### WHAT THIS TASK INVOLVES
Add 94 to every x and y coordinate in the listing below, covering only the stretch that begins at the line containing "Place a point on every instance of the white window" and ends after the line containing "x=111 y=147". Write out every line in that stretch, with the other lines left as they stand.
+++ PROVIDED DATA +++
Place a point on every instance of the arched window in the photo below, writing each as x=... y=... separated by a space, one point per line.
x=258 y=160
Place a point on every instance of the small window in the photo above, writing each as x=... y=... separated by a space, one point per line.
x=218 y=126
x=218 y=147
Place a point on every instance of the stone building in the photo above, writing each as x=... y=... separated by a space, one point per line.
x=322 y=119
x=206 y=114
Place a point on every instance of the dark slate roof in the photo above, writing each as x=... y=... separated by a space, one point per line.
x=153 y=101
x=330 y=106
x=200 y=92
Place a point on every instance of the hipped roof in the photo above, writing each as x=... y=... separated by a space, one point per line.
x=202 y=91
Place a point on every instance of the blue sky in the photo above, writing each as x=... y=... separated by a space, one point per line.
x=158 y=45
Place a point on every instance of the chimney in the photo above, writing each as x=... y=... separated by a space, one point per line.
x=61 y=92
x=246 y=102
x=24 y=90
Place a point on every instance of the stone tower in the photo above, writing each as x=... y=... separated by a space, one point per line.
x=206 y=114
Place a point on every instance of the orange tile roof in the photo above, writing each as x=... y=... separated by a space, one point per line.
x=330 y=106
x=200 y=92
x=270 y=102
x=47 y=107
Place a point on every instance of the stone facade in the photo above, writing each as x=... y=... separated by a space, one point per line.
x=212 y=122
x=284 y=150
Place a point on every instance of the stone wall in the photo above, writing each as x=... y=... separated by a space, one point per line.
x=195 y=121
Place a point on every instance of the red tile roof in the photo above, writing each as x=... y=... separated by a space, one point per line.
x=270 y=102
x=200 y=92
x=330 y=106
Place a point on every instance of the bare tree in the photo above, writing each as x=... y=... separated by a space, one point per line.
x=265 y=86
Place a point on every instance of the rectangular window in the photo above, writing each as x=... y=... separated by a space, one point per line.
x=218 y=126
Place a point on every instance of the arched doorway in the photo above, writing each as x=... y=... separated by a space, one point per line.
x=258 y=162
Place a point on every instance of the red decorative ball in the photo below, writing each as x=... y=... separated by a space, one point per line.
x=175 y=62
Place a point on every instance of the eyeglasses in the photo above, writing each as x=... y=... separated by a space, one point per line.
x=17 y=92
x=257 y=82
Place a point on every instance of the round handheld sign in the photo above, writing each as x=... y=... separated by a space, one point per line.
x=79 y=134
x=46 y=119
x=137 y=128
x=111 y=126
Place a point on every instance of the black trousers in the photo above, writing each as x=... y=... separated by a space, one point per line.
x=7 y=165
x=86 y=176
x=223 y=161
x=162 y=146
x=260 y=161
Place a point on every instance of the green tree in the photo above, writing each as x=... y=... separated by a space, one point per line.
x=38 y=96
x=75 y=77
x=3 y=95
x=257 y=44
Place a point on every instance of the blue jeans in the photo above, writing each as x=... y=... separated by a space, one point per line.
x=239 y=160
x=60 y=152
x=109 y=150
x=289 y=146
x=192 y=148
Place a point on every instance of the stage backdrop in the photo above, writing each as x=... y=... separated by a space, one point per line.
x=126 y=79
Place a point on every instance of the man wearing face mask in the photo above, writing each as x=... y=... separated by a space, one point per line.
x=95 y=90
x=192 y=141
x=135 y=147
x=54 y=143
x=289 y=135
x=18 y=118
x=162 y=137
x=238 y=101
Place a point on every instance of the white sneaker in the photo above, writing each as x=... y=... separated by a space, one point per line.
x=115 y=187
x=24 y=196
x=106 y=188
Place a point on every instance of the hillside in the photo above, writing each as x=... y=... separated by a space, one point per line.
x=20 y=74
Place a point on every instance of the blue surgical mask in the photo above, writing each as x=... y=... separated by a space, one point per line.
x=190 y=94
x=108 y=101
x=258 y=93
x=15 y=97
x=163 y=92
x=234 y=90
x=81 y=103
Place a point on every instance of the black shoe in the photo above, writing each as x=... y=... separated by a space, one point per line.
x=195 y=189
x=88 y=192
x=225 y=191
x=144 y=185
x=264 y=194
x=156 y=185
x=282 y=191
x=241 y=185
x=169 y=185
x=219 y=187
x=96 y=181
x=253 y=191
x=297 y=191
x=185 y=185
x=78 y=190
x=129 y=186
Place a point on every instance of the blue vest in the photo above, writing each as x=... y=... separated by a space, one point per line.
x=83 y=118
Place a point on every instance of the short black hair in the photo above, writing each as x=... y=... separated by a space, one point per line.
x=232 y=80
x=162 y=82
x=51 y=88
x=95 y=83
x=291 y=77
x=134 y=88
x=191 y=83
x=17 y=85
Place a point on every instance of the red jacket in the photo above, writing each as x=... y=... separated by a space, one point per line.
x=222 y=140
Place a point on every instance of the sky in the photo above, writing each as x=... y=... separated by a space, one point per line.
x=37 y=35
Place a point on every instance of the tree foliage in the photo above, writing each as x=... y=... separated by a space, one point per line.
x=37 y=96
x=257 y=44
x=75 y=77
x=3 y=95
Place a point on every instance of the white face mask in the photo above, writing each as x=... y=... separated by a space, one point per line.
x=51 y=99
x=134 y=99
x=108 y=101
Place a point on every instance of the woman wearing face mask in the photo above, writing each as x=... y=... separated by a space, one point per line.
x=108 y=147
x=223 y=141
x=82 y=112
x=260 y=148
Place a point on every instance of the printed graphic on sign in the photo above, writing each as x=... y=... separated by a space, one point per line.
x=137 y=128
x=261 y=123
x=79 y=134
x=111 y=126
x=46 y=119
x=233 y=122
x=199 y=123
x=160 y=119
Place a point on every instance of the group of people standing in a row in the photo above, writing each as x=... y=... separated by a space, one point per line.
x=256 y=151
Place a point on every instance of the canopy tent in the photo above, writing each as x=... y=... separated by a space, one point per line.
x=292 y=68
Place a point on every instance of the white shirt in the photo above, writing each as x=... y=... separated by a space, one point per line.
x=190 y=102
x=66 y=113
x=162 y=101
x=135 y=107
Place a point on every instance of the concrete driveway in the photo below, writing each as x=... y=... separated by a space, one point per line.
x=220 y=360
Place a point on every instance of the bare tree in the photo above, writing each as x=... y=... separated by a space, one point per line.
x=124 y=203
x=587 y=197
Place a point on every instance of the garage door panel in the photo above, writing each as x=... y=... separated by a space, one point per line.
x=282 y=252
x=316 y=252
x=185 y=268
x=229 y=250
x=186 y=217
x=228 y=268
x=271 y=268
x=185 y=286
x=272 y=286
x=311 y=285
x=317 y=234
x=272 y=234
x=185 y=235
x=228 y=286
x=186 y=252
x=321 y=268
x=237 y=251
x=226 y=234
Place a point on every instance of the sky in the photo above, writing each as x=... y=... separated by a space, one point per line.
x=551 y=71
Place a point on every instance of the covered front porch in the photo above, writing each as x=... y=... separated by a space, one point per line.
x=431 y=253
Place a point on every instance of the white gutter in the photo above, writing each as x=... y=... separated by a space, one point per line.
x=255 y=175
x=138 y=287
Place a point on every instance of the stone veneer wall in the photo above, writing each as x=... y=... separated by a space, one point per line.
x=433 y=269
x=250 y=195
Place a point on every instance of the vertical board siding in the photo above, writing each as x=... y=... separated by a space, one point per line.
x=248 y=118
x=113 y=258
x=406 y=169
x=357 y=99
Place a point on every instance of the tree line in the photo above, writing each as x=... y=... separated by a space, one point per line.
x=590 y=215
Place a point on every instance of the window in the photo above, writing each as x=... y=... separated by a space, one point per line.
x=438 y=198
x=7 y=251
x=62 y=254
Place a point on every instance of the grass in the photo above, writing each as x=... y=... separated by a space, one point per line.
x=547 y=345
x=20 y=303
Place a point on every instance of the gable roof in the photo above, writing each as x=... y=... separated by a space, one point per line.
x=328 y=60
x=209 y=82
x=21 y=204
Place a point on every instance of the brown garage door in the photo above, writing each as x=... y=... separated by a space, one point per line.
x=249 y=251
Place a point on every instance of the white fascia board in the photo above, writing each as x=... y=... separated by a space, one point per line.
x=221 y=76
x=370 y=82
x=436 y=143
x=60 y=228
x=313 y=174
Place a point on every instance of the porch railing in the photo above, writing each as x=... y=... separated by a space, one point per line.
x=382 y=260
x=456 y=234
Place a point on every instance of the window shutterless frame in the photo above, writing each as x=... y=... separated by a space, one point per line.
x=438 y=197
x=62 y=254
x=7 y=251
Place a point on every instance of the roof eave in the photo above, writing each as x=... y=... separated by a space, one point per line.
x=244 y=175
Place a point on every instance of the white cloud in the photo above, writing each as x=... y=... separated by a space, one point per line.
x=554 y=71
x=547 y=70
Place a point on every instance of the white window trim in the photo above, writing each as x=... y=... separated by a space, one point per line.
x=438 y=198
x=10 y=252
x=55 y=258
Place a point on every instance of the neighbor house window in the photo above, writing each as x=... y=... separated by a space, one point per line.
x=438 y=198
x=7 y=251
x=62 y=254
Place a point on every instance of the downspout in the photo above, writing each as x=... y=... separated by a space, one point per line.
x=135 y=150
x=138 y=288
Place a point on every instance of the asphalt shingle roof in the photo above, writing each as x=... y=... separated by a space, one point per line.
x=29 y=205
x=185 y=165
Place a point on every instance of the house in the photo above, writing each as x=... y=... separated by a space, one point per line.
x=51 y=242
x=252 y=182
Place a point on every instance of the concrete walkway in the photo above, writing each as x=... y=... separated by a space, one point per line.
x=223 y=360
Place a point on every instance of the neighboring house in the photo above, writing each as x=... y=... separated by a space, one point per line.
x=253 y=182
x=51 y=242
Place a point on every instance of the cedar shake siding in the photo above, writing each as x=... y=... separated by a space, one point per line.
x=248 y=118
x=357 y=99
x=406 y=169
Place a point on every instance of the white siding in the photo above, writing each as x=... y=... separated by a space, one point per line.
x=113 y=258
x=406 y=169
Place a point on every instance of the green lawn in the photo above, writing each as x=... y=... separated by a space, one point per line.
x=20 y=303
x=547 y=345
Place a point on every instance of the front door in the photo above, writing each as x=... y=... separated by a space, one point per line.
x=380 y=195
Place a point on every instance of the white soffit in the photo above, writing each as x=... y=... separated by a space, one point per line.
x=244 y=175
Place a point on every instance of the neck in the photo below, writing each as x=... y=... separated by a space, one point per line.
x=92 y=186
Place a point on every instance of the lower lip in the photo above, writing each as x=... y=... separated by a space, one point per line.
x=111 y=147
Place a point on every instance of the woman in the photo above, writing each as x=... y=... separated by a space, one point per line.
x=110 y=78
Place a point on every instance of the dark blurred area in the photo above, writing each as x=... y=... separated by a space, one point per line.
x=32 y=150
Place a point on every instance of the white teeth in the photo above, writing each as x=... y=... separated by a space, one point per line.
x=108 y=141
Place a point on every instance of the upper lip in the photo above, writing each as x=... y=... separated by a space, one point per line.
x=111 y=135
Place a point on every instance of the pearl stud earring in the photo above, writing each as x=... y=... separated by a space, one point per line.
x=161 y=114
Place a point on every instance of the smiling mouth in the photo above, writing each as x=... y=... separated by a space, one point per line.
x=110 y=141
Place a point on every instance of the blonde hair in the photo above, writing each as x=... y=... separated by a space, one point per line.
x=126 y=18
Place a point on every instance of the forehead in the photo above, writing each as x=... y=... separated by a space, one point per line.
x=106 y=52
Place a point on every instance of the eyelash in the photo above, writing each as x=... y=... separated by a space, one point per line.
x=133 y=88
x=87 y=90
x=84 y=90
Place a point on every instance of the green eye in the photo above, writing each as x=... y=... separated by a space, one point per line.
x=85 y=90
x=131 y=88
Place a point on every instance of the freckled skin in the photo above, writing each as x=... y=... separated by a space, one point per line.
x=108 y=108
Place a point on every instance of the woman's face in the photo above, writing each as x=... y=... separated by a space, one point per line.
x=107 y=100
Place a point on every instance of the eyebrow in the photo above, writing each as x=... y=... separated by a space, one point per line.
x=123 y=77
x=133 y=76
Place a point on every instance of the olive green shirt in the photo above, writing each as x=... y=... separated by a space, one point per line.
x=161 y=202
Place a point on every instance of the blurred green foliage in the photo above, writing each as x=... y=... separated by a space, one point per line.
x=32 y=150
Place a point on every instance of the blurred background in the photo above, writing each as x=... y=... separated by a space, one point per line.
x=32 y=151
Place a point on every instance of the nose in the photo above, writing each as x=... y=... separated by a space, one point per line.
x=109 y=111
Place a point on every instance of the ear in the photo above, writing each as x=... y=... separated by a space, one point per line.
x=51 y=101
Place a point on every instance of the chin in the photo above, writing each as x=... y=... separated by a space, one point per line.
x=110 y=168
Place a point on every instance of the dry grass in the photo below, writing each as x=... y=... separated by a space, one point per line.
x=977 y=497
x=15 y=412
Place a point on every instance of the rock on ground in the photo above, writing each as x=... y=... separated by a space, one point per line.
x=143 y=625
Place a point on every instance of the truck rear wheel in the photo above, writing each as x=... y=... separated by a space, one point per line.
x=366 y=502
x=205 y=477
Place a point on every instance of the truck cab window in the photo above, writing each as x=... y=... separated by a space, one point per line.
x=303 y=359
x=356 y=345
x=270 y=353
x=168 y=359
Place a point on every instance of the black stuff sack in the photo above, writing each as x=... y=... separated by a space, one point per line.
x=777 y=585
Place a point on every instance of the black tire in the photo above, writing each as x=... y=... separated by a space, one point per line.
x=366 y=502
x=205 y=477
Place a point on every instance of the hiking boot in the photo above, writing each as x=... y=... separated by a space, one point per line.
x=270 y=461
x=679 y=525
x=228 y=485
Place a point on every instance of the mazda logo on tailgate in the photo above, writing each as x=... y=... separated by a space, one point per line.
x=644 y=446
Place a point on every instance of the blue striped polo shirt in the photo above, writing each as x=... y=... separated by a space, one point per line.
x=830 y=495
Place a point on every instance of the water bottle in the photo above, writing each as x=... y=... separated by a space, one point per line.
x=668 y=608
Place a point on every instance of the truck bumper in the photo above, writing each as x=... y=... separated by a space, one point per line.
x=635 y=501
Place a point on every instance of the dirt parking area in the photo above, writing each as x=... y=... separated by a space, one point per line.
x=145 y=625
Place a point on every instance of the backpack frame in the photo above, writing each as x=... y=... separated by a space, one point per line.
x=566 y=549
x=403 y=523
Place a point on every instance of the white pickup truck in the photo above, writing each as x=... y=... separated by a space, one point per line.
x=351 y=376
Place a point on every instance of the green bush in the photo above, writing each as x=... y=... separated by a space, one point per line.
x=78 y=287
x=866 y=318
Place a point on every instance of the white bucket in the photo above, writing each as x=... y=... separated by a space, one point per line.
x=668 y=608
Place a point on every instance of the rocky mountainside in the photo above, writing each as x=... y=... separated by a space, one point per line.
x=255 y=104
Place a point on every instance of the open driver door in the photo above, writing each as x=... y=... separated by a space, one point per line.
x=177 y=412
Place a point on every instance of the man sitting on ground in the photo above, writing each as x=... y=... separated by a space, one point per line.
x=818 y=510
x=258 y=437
+++
### COMPLETED EXERCISE
Place a point on every instance of the white window trim in the photo above, writing each as x=... y=... separated by a space, one point per line.
x=532 y=292
x=104 y=346
x=149 y=352
Place a point on every instance of the neighbor house window in the photo above, writing each as x=... y=... separated by a space, one point per line.
x=532 y=292
x=101 y=345
x=156 y=348
Place a point on every instance of the downspout in the photo above, writing each as x=... y=... separated by a space, one point per line.
x=229 y=244
x=232 y=382
Place a point on every instance of the asphalt shingle roof in the photo above, writing each as x=... y=... separated by a space, one point per line.
x=123 y=299
x=279 y=259
Place a point on every instance of the house in the photo above, writing each as x=... y=... separated by a space, one point per line.
x=145 y=336
x=346 y=276
Place a point on every instance of the concrete walkway in the photo above, writing each as x=... y=... separated by a space, one point per line.
x=317 y=454
Place a point on every instance of the neighboring house in the photo above, writing each as x=... y=... separated by a space, one point per line.
x=347 y=276
x=145 y=336
Place a point on every instance of the cedar shake siding in the photo above, writing each as x=... y=... separated by a space, one point per line.
x=342 y=212
x=451 y=193
x=500 y=263
Place a point on every instance of the white siding in the photo above, writing each as x=... y=... separated by a space, one point per line.
x=207 y=352
x=500 y=263
Place a point on every instance of the green lawn in the photo above, writing each as x=... y=... separated by a space, one point per line.
x=114 y=397
x=641 y=439
Place a point on every instance of the front door in the photo above, writing each as x=... y=... separated by a space, one point per line.
x=474 y=289
Place a point on every instance of the white soffit in the photo above, writing each as x=... y=... separated by a space, one point per line.
x=338 y=269
Place a point on every instance of the neck in the photo below, writing each as x=... y=... separated by a space, one point per line.
x=186 y=280
Place a point on every instance of the lower lip in the photo above, writing each as x=... y=... separated by a space, one point per line.
x=205 y=241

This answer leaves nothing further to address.